◆ Task goal: Go to the line in the data below that contains "Reviewer note: check that every instance of the orange carrot". Write it out exactly, along with every later line through the last, and nothing else.
Available data START
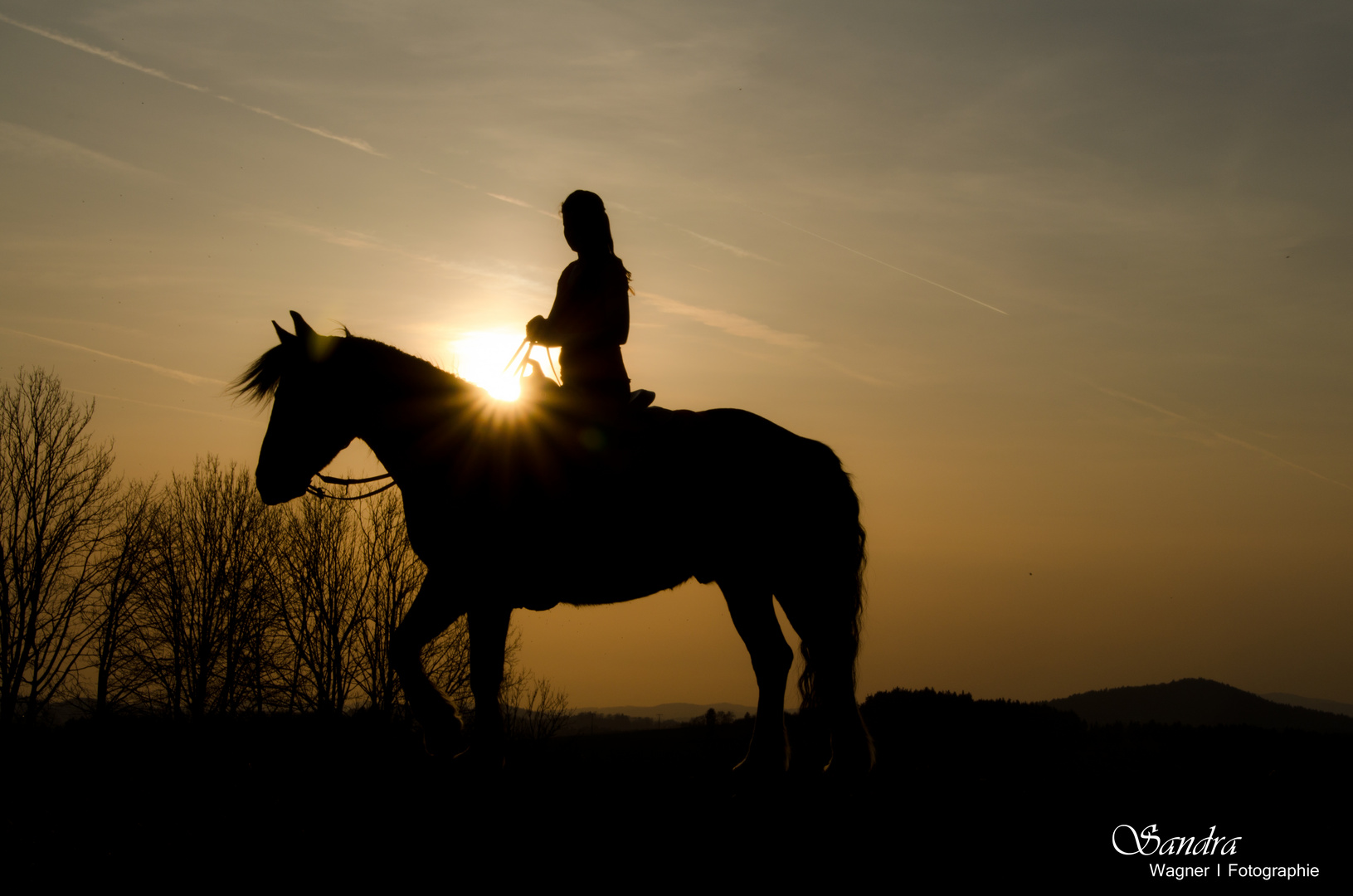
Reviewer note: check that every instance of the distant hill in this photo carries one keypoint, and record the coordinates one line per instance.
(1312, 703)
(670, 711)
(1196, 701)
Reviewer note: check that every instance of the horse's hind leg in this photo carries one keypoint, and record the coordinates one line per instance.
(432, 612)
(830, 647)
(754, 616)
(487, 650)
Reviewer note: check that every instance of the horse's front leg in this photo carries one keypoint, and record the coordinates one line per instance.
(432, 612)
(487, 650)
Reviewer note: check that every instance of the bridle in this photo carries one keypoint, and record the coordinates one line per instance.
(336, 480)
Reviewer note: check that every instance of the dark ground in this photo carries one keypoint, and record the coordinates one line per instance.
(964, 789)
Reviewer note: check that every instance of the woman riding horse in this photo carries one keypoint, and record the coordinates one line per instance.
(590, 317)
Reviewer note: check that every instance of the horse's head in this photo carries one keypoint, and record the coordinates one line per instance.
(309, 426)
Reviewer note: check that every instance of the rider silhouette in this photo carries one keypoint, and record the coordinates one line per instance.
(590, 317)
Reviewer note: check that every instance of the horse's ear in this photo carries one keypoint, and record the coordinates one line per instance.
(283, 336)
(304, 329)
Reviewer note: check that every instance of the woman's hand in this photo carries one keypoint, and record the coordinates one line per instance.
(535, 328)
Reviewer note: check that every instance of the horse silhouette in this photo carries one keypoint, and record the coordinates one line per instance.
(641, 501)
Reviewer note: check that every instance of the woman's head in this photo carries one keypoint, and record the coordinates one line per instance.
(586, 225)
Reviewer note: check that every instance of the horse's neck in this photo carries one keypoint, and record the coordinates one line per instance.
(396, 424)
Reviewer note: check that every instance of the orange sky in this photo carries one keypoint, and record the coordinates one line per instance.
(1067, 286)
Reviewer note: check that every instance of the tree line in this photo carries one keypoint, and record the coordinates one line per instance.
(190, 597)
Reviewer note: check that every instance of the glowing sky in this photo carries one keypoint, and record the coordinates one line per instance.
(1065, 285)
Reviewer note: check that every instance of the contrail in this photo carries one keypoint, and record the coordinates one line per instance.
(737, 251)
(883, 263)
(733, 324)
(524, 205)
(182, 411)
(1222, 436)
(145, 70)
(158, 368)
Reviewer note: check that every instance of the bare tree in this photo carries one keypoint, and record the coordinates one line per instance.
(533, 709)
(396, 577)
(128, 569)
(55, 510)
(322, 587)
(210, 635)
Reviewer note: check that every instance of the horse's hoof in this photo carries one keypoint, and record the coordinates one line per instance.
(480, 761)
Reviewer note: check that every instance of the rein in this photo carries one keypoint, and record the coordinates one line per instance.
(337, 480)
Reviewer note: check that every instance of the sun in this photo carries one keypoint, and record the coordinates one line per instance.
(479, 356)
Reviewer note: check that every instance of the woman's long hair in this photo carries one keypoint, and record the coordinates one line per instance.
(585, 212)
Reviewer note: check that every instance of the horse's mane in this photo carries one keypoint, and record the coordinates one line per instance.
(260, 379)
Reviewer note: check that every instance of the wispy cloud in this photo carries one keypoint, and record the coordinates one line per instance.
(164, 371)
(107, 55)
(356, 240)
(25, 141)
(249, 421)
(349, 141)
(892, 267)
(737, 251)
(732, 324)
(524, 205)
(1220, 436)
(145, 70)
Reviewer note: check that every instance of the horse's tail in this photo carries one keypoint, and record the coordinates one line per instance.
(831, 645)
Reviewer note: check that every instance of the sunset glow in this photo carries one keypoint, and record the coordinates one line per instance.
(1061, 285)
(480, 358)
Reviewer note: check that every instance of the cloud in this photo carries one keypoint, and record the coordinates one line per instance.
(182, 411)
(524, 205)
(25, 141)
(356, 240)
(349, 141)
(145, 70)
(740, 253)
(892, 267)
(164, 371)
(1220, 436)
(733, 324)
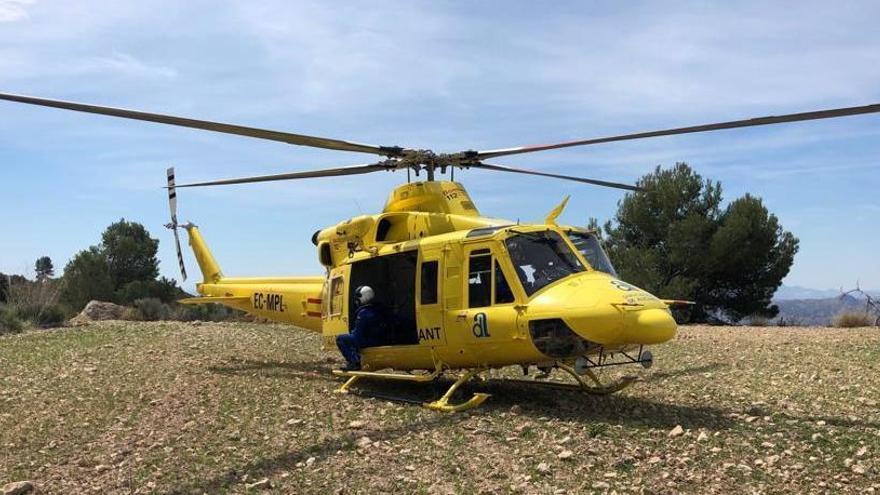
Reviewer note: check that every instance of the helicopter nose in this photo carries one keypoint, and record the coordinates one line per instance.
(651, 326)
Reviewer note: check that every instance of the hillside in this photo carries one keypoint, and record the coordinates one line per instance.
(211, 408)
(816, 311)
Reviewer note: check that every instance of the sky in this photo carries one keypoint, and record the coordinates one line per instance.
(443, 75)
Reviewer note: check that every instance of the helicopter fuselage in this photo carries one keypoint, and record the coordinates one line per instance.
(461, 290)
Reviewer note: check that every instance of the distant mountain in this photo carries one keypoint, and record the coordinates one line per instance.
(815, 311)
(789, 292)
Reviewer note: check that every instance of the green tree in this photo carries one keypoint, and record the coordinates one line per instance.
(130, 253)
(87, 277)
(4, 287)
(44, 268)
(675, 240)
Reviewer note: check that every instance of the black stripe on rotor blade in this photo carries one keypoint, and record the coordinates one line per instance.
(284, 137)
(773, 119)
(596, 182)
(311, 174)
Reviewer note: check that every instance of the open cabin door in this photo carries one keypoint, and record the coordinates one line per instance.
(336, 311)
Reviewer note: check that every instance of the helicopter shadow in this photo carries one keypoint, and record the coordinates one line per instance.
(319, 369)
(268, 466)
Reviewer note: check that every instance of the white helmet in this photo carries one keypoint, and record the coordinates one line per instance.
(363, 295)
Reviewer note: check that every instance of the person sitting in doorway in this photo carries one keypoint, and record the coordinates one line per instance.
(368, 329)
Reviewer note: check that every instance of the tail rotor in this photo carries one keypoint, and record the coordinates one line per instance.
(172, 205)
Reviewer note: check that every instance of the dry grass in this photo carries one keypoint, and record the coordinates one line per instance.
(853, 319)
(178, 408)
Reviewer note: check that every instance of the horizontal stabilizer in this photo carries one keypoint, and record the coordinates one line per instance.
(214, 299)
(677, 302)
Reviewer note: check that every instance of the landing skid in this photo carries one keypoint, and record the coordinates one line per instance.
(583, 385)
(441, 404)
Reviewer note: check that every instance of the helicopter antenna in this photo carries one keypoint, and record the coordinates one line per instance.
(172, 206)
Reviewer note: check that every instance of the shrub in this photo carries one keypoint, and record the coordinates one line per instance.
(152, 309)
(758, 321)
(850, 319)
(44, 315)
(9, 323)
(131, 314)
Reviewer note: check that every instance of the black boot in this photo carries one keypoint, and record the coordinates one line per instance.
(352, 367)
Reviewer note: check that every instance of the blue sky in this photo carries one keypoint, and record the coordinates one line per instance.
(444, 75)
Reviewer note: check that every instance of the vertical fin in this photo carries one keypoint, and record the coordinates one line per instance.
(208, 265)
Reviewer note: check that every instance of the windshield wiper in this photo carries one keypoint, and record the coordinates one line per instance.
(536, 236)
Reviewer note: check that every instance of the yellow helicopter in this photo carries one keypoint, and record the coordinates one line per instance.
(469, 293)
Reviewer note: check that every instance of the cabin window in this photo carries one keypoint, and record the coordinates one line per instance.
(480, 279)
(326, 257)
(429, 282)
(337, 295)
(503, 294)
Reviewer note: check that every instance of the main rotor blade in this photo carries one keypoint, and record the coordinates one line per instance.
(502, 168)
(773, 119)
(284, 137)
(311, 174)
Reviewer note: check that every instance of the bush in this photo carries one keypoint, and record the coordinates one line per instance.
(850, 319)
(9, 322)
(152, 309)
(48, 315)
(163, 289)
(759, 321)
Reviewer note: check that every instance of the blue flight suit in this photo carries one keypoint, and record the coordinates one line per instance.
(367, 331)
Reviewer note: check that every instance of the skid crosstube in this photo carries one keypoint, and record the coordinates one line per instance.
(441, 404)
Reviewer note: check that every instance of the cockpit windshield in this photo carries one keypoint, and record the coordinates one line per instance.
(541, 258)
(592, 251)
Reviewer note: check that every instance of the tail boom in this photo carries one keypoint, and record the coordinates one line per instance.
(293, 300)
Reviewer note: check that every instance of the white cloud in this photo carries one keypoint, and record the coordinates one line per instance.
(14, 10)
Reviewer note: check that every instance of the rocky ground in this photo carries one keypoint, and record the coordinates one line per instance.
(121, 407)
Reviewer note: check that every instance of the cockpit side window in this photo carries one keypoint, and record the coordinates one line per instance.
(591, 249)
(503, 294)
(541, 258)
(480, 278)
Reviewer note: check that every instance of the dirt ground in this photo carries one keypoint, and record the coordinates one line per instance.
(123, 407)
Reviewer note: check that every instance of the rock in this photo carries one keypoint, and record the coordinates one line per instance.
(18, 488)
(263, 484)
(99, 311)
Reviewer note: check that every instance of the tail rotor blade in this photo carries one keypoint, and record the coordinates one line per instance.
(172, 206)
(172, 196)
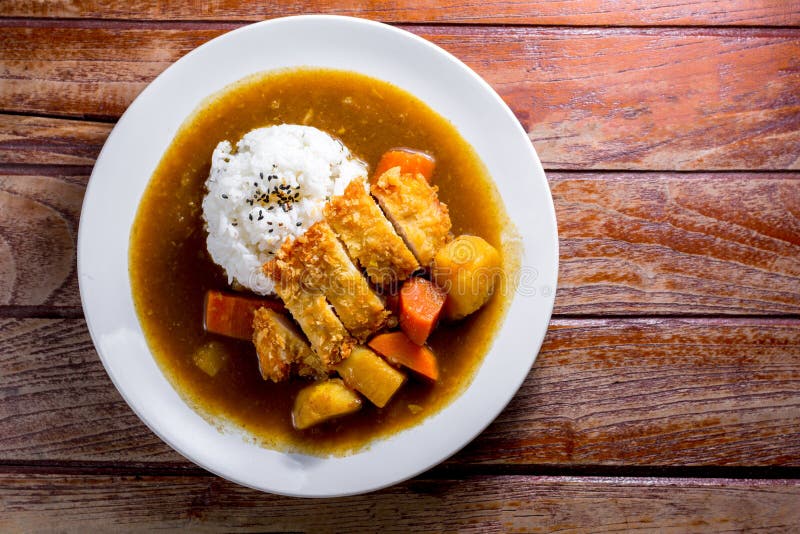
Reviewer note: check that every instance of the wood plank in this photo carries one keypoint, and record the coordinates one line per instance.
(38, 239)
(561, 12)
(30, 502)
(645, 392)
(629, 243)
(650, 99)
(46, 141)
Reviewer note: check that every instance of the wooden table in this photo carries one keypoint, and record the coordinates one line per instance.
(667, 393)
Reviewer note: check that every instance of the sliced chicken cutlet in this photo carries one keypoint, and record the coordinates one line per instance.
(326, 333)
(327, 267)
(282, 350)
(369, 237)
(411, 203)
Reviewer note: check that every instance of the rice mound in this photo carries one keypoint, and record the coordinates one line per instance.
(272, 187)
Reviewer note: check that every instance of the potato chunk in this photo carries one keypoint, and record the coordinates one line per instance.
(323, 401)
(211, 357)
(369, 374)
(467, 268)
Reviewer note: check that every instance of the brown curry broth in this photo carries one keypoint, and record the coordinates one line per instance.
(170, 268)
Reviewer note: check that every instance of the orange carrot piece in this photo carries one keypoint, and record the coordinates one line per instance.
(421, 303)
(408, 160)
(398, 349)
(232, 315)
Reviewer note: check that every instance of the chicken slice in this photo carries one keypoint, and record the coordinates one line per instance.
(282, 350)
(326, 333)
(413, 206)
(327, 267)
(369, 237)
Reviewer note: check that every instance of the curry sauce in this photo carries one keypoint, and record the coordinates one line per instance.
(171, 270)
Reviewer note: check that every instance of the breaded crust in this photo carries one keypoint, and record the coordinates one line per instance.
Available data END
◆ Result below:
Reviewer note: check that every instance of the orange carrot piece in this photo carries one keypoint, and record the coordinates one line per instance.
(421, 303)
(408, 160)
(398, 349)
(232, 315)
Reviewer note: check that every instance of the chicken slice in this photo carries one keypoint, and record the coordinates one line per instance.
(282, 350)
(326, 333)
(413, 206)
(327, 267)
(369, 237)
Reviewer note: check that every instance of the curry sauce in this photo carries one keypoint, and record the coordinates one line per instance.
(171, 270)
Reviewer note: check that every instance of the breaded crust in this photo carries one keypoint, and record the coordinates one line per instance.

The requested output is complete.